_Assignment_. Reproduce every entry word for word. Drop all pictures from the copy.

_Data to process_.

-- Opening Marker --

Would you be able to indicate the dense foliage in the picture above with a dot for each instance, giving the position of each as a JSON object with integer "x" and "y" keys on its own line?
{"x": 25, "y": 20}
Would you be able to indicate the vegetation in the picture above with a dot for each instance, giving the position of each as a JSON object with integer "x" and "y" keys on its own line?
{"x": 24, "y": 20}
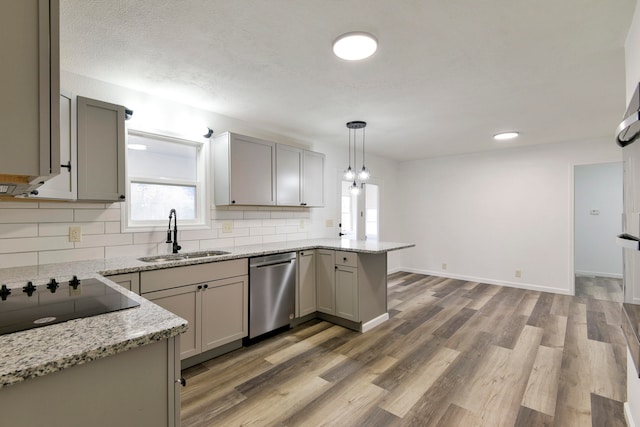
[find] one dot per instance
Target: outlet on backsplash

-- Closing Marker --

_Solution for this problem_.
Would you be able to indicate the dense foliage in the picture above with a dot for each instance, giving the position of each as a JSON object with integer "x" and "y" keys on its own line?
{"x": 25, "y": 20}
Would you be able to indicate the vegetation in the picture above with a dot for each instance, giving the position of each as a JSON object with integer "x" and "y" keys on its own line?
{"x": 24, "y": 20}
[find] one dot per instance
Target: outlet on backsplash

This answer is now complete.